→ **Given exercise**:
Copy the entries from the line containing "of the view" through the end of the entries, replacing "wooden baseboard" with "wooden skirting board" and leaving everything else unchanged.

::::

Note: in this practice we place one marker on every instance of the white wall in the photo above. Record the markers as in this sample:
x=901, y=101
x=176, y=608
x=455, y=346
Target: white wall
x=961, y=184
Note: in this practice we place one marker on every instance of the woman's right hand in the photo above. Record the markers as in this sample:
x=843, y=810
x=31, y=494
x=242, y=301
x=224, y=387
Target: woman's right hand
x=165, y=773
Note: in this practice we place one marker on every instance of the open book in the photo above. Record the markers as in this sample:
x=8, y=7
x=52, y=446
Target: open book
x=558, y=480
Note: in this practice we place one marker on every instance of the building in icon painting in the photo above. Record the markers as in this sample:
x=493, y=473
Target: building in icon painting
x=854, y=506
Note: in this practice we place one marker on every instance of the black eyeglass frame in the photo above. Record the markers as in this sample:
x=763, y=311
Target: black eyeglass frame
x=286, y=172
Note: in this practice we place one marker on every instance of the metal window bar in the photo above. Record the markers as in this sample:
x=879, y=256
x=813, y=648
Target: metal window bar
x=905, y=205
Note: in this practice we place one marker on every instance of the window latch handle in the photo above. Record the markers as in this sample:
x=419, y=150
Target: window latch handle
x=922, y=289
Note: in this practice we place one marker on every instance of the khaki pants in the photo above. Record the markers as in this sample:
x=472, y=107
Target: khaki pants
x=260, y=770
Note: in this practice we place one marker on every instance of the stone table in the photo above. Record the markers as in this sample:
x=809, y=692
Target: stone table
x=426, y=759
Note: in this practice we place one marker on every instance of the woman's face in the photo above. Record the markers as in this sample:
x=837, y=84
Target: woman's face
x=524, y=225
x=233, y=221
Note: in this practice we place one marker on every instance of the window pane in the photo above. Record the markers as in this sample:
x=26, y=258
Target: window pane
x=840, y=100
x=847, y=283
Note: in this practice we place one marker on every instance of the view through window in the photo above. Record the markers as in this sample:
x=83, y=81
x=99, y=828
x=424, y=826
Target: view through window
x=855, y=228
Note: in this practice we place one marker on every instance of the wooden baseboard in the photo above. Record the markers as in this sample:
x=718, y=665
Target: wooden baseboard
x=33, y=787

::::

→ **Worked solution**:
Note: in this practice we place one marker on every instance of the view through window in the photo above. Record the markers as in this sample:
x=83, y=81
x=99, y=828
x=424, y=826
Target: view through window
x=855, y=228
Note: in this practice we place one marker on every instance of the wooden skirting board in the photo above. Record the markers as in this sample:
x=718, y=665
Target: wooden skirting board
x=33, y=787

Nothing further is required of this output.